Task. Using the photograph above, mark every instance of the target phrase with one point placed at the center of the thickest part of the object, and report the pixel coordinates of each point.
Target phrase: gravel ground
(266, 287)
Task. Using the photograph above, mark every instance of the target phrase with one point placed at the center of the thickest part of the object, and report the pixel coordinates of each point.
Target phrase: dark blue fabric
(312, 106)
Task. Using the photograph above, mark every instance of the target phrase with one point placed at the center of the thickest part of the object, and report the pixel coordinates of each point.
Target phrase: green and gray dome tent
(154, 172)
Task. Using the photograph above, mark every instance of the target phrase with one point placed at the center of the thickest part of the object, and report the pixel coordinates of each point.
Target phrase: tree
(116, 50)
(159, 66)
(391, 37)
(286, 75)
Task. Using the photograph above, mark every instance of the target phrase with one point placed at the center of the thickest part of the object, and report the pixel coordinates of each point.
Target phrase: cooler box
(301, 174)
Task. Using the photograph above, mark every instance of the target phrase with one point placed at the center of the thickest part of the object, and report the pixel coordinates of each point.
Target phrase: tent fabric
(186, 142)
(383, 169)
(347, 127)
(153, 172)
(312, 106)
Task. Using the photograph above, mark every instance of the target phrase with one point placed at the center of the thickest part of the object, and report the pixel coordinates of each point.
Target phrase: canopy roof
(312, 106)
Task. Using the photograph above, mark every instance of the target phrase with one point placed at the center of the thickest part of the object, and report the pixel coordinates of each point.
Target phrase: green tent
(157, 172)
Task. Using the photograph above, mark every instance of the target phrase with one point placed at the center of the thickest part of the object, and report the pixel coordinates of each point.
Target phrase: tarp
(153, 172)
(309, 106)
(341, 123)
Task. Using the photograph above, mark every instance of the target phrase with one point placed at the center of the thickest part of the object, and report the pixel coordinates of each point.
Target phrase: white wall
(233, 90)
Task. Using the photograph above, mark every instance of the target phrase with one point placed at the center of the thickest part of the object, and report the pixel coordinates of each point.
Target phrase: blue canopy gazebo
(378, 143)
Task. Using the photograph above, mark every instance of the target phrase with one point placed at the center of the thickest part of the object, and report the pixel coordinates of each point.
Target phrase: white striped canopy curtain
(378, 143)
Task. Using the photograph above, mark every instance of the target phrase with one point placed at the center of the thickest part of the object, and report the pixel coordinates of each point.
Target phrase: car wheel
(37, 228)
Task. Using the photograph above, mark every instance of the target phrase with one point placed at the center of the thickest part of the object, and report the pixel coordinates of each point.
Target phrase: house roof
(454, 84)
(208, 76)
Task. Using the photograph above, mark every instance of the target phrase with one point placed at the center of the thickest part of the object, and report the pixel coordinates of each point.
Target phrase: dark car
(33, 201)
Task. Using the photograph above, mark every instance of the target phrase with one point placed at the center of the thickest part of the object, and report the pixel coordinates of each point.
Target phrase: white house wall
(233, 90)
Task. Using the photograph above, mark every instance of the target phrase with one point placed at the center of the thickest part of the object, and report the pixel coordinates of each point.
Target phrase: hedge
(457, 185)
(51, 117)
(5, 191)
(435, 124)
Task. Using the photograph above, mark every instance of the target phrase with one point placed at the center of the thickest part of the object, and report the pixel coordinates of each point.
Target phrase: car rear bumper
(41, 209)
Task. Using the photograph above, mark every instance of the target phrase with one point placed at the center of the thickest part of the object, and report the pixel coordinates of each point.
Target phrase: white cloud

|---|

• Directions for this task
Each line of the data should be transcribed exactly.

• Result
Task. Using the photograph above, mark every instance of the target phrase with one point placed at the center of the thickest part of the object, and report the pixel coordinates of each point.
Target phrase: gravel ground
(266, 287)
Task. Using the photograph above, mark every instance of the target phrase with one point placed at the center of the thickest part of the object, and report the pixel coordinates of each point.
Target phrase: dark blue fabric
(312, 106)
Task. Using the photograph above, mark every instance of the target phrase with one point placed at the center of the thickest part of the object, and report the pixel coordinates of each point.
Target phrase: green and gray dome tent
(154, 172)
Task. Using the photograph above, mark every instance of the target phrase with one point placed at the center of the thickest part of the object, and report the pixel coordinates of each point.
Target phrase: tree
(116, 50)
(159, 66)
(391, 37)
(286, 75)
Task. Using the photograph above, mark every instance of the target phrase with one point placed at the center of the thickest part of the object, and report the pixel coordinates of each point.
Target phrase: cooler box
(301, 174)
Task. Using the photograph above, mark every instance of the target phrase with one point placed at the center of the thickest part of the object, and report the pixel coordinates of each point.
Target phrase: tent fabric
(186, 142)
(383, 169)
(347, 127)
(153, 172)
(312, 106)
Task. Using the photograph above, mark every instance of the target phrase with one point placed at the center of the thickest part of the object, and report the pixel coordinates of each point.
Target phrase: canopy roof
(312, 106)
Task. Using the photograph above, mark every instance of the target phrase with one point placed at the center of the thickest part of the object, and report the pixel coordinates of each point.
Target phrase: green tent
(157, 172)
Task. Using the photograph above, mark every instance of the target phrase with one point placed at the center of the thickest part of the object, and report the pixel coordinates of each point.
Target phrase: tarp
(153, 172)
(309, 106)
(341, 123)
Task. Using the photograph above, mark every instance of the target phrase with one point placed at the center of the thickest part of the object, and report the pixel coordinates of each point.
Target phrase: white wall
(233, 90)
Task. Using the photograph above, mark every instance of the target phrase with one point placed at the center of the thickest part of the object, and report the pixel coordinates of each point.
Target phrase: blue canopy gazebo
(378, 143)
Task. Using the photograph above, mark every instance of the target phrase with one point placed at the center of the thickest part of the object, and report the pixel coordinates of each point.
Target phrase: white striped canopy curtain
(378, 143)
Task. Using the photograph above, mark every instance of the target phrase with one point placed at the center of the thickest part of the object, and report the pixel coordinates of each point.
Target phrase: car wheel
(37, 228)
Task. Using the photograph above, mark every instance of the target phrase with one point placed at the center of the thickest part of the object, and report the pixel coordinates of each point.
Target phrase: house roof
(454, 84)
(208, 76)
Task. Using the photograph above, mark every instance of the target phrase with one point placed at the center of the thickest part of the object, and report the pixel coordinates of each point.
Target phrase: dark car
(33, 201)
Task. Using the photograph above, mark every instance of the target phrase with one point placed at the center of the thickest part of the object, and report the pixel coordinates of each point.
Target phrase: white house wall
(233, 90)
Task. Using the photograph above, mark every instance of the target phrase with one point placed at the center of the thickest part of the object, and report the pixel coordinates of each point.
Target phrase: hedge
(457, 185)
(51, 117)
(5, 191)
(435, 124)
Task. Using the photograph above, mark every instance of the target phrase with one point placed at the center of the thickest part of the object, and report the pixel coordinates of each point.
Target phrase: car rear bumper
(41, 209)
Task. Using the photograph above, mark every instance of the target phrase with one point placed at the center of the thickest part of the object, and report the pixel coordinates of each point.
Target phrase: white cloud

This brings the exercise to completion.